DIRECTIONS FOR THIS TASK:
The lines to copy run from the one containing "rough mask: <svg" to the end of the records below; repeat them exactly and include nothing else.

Segmentation mask data
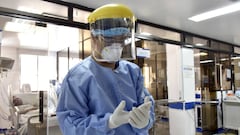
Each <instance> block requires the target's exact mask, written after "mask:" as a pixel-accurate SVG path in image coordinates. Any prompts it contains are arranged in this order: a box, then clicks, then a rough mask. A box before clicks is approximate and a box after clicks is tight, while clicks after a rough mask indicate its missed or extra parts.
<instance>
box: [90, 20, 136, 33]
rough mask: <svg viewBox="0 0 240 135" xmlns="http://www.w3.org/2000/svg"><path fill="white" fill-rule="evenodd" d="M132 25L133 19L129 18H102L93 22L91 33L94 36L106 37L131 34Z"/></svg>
mask: <svg viewBox="0 0 240 135" xmlns="http://www.w3.org/2000/svg"><path fill="white" fill-rule="evenodd" d="M132 27H133V24H132V23H131V20H130V19H127V18H111V19H101V20H97V21H96V22H95V23H93V24H91V33H92V34H93V36H99V35H101V36H104V37H113V36H120V35H129V34H130V29H131V28H132Z"/></svg>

RESPONSE FOR THIS EXERCISE:
rough mask: <svg viewBox="0 0 240 135" xmlns="http://www.w3.org/2000/svg"><path fill="white" fill-rule="evenodd" d="M132 25L133 19L129 18H102L93 22L91 33L94 36L106 37L131 34Z"/></svg>
mask: <svg viewBox="0 0 240 135" xmlns="http://www.w3.org/2000/svg"><path fill="white" fill-rule="evenodd" d="M132 27H133V24H132V23H131V20H130V19H127V18H111V19H101V20H97V21H96V22H95V23H93V24H91V33H92V34H93V36H99V35H101V36H104V37H113V36H120V35H129V34H130V29H131V28H132Z"/></svg>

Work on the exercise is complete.